What needs to be done: Rewrite every line of the records below as a single numbered list, skipping any blank lines.

--- START OF Data supplied ---

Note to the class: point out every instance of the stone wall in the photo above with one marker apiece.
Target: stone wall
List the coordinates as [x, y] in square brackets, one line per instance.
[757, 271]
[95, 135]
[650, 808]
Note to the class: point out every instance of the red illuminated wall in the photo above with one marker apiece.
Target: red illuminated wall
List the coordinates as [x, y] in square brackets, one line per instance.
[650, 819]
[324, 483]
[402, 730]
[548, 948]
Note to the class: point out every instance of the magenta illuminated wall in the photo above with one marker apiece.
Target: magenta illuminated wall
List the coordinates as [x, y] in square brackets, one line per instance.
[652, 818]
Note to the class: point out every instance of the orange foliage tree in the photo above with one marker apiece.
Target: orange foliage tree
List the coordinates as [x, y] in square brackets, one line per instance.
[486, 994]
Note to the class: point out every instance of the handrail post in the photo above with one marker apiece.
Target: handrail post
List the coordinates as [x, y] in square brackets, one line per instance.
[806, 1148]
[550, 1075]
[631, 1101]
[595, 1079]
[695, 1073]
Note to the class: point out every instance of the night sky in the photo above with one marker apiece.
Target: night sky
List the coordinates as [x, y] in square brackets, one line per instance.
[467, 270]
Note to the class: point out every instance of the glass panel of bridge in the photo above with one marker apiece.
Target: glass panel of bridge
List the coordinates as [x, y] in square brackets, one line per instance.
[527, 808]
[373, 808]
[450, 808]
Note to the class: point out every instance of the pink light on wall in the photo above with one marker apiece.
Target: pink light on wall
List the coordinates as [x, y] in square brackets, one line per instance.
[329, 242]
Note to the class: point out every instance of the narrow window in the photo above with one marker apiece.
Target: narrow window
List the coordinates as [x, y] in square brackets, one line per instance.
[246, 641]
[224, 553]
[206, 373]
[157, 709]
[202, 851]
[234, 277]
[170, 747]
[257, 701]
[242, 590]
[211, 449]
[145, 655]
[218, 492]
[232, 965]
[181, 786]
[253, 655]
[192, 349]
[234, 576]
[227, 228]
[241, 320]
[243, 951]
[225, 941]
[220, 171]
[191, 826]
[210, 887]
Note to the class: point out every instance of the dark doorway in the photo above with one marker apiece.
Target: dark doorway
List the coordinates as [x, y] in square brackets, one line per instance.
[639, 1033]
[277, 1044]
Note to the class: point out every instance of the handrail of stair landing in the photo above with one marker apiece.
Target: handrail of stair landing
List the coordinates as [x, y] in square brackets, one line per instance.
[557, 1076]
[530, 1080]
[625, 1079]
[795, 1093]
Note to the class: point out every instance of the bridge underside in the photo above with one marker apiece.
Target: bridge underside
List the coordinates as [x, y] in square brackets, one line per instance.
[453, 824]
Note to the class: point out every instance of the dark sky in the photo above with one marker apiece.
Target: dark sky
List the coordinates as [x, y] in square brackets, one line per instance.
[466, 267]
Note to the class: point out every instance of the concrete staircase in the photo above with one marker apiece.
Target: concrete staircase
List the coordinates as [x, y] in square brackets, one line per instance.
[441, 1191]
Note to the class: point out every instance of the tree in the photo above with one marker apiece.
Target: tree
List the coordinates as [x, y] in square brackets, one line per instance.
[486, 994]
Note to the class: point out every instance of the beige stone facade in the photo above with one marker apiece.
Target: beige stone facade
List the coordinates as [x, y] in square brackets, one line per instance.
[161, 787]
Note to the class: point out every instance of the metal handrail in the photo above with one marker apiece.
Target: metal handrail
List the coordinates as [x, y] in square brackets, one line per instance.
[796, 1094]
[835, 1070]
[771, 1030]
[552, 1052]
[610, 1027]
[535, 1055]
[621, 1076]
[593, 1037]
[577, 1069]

--- END OF Data supplied ---

Output for this exercise:
1. Note to the class: point out every instance of the stone wall in the photo above with one marker apiece.
2. Target: stone wall
3. List the coordinates as [x, y] in square brackets, one line per instance.
4. [757, 271]
5. [95, 135]
6. [650, 808]
7. Note to the class: point out every instance of the red illuminated wall in the photo above with one marker apiece.
8. Target: red illuminated wall
9. List the coordinates as [x, y] in square brackets, one line per instance.
10. [650, 819]
11. [324, 483]
12. [402, 730]
13. [548, 948]
14. Note to the class: point out every instance of the magenta illuminated wall in the photo above with one marker apiece.
15. Target: magenta illuminated wall
16. List the coordinates as [x, y] in square brackets, one line per instance.
17. [652, 818]
18. Note to the class: point out every instance of the orange foliage tree in the photo above with one marker apiece.
19. Target: orange foliage tree
20. List the coordinates as [x, y] in square brackets, one line per instance.
21. [486, 994]
22. Note to the class: point out every instance of the handrail post in the photo above with one marker apiece.
23. Target: handrail post
24. List the coordinates as [x, y] in square brackets, one line per instance.
25. [806, 1148]
26. [550, 1075]
27. [631, 1101]
28. [595, 1079]
29. [695, 1073]
30. Note to the class: point out every instance of the night sky in the photo above with one marker apiece.
31. Target: night sky
32. List the coordinates as [x, y] in square brackets, one line per instance.
33. [467, 270]
34. Note to the class: point out every instance of the glass panel of bridge in the photo above with one marker apiece.
35. Target: glass panel of bridge
36. List the coordinates as [x, y] in square brackets, one line per instance.
37. [527, 808]
38. [373, 808]
39. [450, 808]
40. Note to the class: point out every instance of the pink light on wall in the photo above with one marker apiece.
41. Target: pink light on wall
42. List the coordinates as [x, y] in square brackets, one line per instance.
43. [329, 242]
44. Note to the class: point out every instance of the narrow window in the photo above with one marker apiece.
45. Target: narrow window
46. List the coordinates as [x, y] in square brackets, one line per instance.
47. [246, 641]
48. [224, 553]
49. [206, 373]
50. [157, 709]
51. [202, 851]
52. [234, 277]
53. [170, 747]
54. [257, 701]
55. [242, 590]
56. [211, 449]
57. [145, 655]
58. [218, 492]
59. [232, 965]
60. [181, 786]
61. [253, 655]
62. [192, 349]
63. [234, 576]
64. [227, 228]
65. [241, 320]
66. [243, 951]
67. [225, 941]
68. [220, 171]
69. [191, 826]
70. [210, 887]
71. Note to the class: point out every instance of the dark doorway in the photo above with one marker apiece.
72. Target: dark doorway
73. List the coordinates as [x, y] in square brackets, one line per instance.
74. [639, 1033]
75. [277, 1044]
76. Note to the class: point out every instance of the handrail of stair landing in the photo above with one marker apiece.
77. Target: handrail of stair landing
78. List the coordinates as [x, y] in square brackets, one line per instance.
79. [557, 1076]
80. [530, 1080]
81. [625, 1079]
82. [795, 1093]
83. Note to the class: point out every instance of the bridge underside in the photo above with one marker apiece.
84. Target: bridge underside
85. List the coordinates as [x, y] in square brackets, one line per instance.
86. [453, 824]
87. Note to the class: point out every instance of the dark sky in the photo above with one marker apiece.
88. Target: dark sky
89. List the coordinates as [x, y] in square brackets, one line per instance.
90. [466, 267]
91. Note to the class: point out every instance of the concrete staircase in the photo above with one marker apiece.
92. Target: concrete staircase
93. List the coordinates as [x, y] in square brackets, one line per instance.
94. [441, 1191]
95. Note to the class: point out every instance of the tree in the photo above with one marker apiece.
96. Target: tree
97. List the coordinates as [x, y] in square brackets, one line per instance.
98. [486, 994]
99. Note to the class: point out every instance of the beige stone facade in the photo above with one marker apiece.
100. Target: beige stone facade
101. List the coordinates as [x, y] in square brackets, one line per instance.
102. [161, 787]
103. Note to the class: point out every instance of the metal handrail in the photo above with one marker apiece.
104. Target: metal handrail
105. List the coordinates as [x, y] in square brackets, one line per instance.
106. [796, 1094]
107. [835, 1070]
108. [771, 1030]
109. [552, 1052]
110. [610, 1027]
111. [535, 1055]
112. [621, 1076]
113. [593, 1037]
114. [577, 1069]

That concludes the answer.